● Vorliegender Text
★ ★ ★ ★ ★ ★ ★

In der Tierwelt ist Schönheit überlebenswichtig. Christiane Nüsslein-Volhard spricht über Elchgeweihe und Pfauenfedern
„Survival of the Beauty“ könnte dem Namen nach ein neue Reality-TV-Sendung sein, irgendwo zwischen „Dschungelcamp“ und „Love Island“. Angelehnt ist die Hypothese an Darwins Prinzip „Survival of the Fittest“, das beschreibt, wie sich in der Evolution diejenigen Lebewesen durchsetzen, die am besten an ihre Umwelt angepasst sind. Der Pfau beispielsweise läuft diesem Prinzip aber zuwider. Das auffallende Gefieder des Männchens mit seinen farbprächtigen Mustern hindert ihn am Fliegen und ist nicht gerade hilfreich bei der Tarnung vor Fressfeinden. Was nützt dem Pfau also seine Schönheit?
Die Nobelpreisträgerin Christiane Nüsslein-Volhard forscht zu diesem Thema am Max-Planck-Institut für Biologie in Tübingen. Sie bemerkte, dass wir natürliche Muster bei Tieren genauso wahrnähmen wie die Schönheit von Kunstwerken, die aber von Menschen geschaffen sind. Die Funktionen und die Entstehung von Schönheit im Tierreich sind weitestgehend unerforscht. Im Rahmen des „International Science Festivals Geist Heidelberg“, das jährlich vom Deutsch-Amerikanischen Institut veranstaltet wird, hat die Nobelpreisträgerin im November den Vortrag „Schönheit der Tiere“ gehalten. In ihrem gleichnamigen Buch erklärt die Forscherin, dass manche Muster, Farben und Gerüche von Tieren der Tarnung, Abschreckung oder Kommunikation dienen. Sie haben einen konkreten Nutzen für das Überleben der Individuen. Die bunten Federn des Pfaus oder das übergroße Geweih eines Elchs sind dagegen mit physischen Einschränkungen verbunden. Diese Merkmale hätten sich zurückbilden müssen, wenn die Evolution nur nach dem Prinzip „Survival of the Fittest“ funktionieren würde. Schon Darwin entdeckte, dass es neben der natürlichen Selektion einen zusätzlichen Mechanismus gibt: die sexuelle Selektion. Um den Weibchen aufzufallen, die Konkurrenz auszustechen und damit höhere Chancen bei der Fortpflanzung zu haben, müssen vor allem die Männchen schön sein. Das riesige Geweih des Elchs und die Federn des Pfaus können aber nur dann ihre Wirkung entfalten, wenn das Weibchen diese Schönheit anerkennt. Den Weibchen muss also ein ästhetisches Empfinden zu eigen sein, das mit dem des Menschen vergleichbar ist. Seine Partnerwahl trifft das Weibchen dann anhand von subjektiven Schönheitsstandards.

★ ★ ★ ★ ★ ★ ★

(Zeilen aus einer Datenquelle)
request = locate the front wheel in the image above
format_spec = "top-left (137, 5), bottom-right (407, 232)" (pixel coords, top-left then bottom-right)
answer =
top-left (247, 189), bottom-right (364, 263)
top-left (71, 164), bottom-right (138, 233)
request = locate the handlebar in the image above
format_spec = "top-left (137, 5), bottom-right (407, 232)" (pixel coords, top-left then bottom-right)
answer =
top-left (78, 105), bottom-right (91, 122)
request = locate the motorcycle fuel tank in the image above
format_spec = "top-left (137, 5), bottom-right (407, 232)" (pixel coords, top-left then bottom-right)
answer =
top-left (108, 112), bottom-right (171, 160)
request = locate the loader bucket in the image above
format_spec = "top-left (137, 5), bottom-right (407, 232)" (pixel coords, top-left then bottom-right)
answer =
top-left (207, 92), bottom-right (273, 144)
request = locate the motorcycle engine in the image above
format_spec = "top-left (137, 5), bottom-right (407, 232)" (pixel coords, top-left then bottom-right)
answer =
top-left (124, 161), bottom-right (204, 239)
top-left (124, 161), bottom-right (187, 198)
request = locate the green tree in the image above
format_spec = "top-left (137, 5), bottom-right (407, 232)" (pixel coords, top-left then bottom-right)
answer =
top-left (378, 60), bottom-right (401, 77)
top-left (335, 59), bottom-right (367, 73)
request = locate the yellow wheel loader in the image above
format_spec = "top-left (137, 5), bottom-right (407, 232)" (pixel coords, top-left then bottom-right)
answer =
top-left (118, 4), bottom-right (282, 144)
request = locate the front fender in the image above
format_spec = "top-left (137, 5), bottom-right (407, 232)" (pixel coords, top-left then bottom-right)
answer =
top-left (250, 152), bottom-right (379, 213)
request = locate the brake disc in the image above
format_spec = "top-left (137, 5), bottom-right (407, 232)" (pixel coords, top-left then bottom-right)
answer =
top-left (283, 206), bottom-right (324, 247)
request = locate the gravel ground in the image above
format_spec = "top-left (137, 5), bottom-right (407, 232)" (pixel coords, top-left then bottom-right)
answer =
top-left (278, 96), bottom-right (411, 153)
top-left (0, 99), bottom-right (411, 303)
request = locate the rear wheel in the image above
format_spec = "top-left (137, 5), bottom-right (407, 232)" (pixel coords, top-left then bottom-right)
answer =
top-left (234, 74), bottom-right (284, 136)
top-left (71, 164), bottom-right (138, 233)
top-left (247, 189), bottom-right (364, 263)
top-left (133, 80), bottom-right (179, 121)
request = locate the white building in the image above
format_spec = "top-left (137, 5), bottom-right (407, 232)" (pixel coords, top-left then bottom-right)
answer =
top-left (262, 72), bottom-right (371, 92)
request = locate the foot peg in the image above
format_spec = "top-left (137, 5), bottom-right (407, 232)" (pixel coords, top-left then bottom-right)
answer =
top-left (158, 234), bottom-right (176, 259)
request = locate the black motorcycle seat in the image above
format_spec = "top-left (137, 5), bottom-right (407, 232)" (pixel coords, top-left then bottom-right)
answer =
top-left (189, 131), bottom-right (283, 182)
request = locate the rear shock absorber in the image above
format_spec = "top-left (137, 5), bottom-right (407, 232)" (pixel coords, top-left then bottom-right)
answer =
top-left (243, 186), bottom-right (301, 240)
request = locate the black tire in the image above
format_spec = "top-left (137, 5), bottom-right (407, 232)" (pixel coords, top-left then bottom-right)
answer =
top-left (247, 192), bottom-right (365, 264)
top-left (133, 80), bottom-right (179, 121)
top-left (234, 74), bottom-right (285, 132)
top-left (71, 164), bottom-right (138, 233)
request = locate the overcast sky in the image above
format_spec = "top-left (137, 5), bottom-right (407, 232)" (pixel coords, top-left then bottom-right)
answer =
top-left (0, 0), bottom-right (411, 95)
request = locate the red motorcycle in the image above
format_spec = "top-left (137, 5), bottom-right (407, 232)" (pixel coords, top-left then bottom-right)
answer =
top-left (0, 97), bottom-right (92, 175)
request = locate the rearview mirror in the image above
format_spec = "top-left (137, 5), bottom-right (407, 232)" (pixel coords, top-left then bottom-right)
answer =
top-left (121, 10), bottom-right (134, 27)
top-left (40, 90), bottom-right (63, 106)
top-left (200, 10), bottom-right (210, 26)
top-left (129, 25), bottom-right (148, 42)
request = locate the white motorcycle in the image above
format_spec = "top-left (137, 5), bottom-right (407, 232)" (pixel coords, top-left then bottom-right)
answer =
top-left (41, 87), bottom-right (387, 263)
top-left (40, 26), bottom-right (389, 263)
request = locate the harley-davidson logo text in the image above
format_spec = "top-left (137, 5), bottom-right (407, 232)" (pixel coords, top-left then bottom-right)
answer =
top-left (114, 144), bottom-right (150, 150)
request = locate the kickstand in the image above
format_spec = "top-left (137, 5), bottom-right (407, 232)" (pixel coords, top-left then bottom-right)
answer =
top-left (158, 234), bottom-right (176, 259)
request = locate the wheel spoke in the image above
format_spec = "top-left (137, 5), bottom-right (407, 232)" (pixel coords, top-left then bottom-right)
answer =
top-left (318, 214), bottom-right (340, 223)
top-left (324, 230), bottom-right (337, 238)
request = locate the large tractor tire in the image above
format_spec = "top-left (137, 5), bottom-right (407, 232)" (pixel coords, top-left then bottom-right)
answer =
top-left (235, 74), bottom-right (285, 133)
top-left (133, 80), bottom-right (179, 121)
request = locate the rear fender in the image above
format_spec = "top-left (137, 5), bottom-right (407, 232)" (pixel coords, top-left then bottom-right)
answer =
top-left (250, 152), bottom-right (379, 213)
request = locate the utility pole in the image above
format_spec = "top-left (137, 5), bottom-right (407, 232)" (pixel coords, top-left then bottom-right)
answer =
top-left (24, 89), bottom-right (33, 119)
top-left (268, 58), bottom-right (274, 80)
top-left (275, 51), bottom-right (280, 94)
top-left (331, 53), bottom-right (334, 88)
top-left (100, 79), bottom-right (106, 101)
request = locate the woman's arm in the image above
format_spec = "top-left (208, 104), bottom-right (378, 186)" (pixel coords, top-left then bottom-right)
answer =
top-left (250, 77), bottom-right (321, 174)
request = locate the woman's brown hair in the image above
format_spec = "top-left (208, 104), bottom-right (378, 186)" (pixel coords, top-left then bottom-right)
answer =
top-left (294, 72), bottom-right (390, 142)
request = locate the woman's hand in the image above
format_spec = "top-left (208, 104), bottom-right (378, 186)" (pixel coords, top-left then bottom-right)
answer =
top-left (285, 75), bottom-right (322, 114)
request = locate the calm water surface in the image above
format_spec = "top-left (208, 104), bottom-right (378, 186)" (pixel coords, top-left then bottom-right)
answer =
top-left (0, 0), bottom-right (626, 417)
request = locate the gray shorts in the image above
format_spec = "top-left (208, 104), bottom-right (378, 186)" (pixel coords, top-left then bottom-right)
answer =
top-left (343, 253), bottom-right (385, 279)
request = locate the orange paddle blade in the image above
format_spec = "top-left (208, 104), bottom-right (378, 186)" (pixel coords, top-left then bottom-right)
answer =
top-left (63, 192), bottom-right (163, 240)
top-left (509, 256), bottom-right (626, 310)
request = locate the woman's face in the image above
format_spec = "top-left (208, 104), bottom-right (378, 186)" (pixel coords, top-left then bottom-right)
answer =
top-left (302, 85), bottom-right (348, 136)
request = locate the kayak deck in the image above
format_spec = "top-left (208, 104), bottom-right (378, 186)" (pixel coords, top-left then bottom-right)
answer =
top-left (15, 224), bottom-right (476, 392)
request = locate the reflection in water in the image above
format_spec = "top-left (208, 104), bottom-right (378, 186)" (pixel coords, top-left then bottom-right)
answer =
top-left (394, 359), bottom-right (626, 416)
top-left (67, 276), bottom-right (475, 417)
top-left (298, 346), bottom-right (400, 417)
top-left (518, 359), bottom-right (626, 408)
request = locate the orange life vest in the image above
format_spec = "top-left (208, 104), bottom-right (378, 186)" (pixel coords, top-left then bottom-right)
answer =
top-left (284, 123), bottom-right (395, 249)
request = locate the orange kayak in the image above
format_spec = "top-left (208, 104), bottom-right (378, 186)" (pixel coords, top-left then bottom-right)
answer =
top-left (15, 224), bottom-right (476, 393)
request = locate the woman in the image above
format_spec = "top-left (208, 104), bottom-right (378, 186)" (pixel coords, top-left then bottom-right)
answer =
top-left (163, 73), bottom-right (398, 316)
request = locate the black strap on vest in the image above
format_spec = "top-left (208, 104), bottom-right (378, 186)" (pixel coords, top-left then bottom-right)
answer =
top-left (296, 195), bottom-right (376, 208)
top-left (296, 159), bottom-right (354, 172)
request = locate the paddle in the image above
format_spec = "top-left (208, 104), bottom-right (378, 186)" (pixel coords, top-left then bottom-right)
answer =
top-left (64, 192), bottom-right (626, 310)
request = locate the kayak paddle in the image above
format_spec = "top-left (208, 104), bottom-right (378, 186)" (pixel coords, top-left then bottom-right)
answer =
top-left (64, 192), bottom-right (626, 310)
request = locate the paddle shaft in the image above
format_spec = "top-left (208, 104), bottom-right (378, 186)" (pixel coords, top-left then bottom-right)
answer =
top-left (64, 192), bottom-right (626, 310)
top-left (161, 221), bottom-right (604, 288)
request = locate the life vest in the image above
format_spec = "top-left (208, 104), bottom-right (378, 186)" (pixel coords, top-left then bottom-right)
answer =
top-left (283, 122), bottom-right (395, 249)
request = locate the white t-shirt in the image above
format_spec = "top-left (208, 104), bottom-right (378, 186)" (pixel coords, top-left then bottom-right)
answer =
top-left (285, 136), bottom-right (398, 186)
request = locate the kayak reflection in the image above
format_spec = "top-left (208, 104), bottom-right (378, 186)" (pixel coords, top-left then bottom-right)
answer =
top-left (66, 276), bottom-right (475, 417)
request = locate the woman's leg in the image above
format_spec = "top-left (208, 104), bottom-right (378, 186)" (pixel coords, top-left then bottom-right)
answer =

★ ★ ★ ★ ★ ★ ★

● Aufgabe
Setzen Sie den Text über Schönheit im Tierreich bitte fort, beginnend direkt nach seinem letzten Satz.

● Lösung
Bei Tieren hat die evolutionäre Auslese bestimmte ästhetische Merkmale begünstigt. Schönheitsstandards bei Menschen sind dagegen kulturell geprägt und unterliegen ständiger Veränderung. Nur der Mensch verschönert sein natürliches Aussehen künstlich durch Bemalung, Kleidung und Schmuck. Wir verhielten uns so eigenartig, weil wir unsere Schönheit selbst wahrnehmen könnten, meint Nüsslein-Volhard. Kein anderes Tier prüfe sich im Spiegel. Dass Schönheit losgelöst von Eitelkeit möglich ist, zeigt uns die Tierwelt. Dass der Schönheitsdruck auf Frauen* eigentlich unnatürlich ist, auch.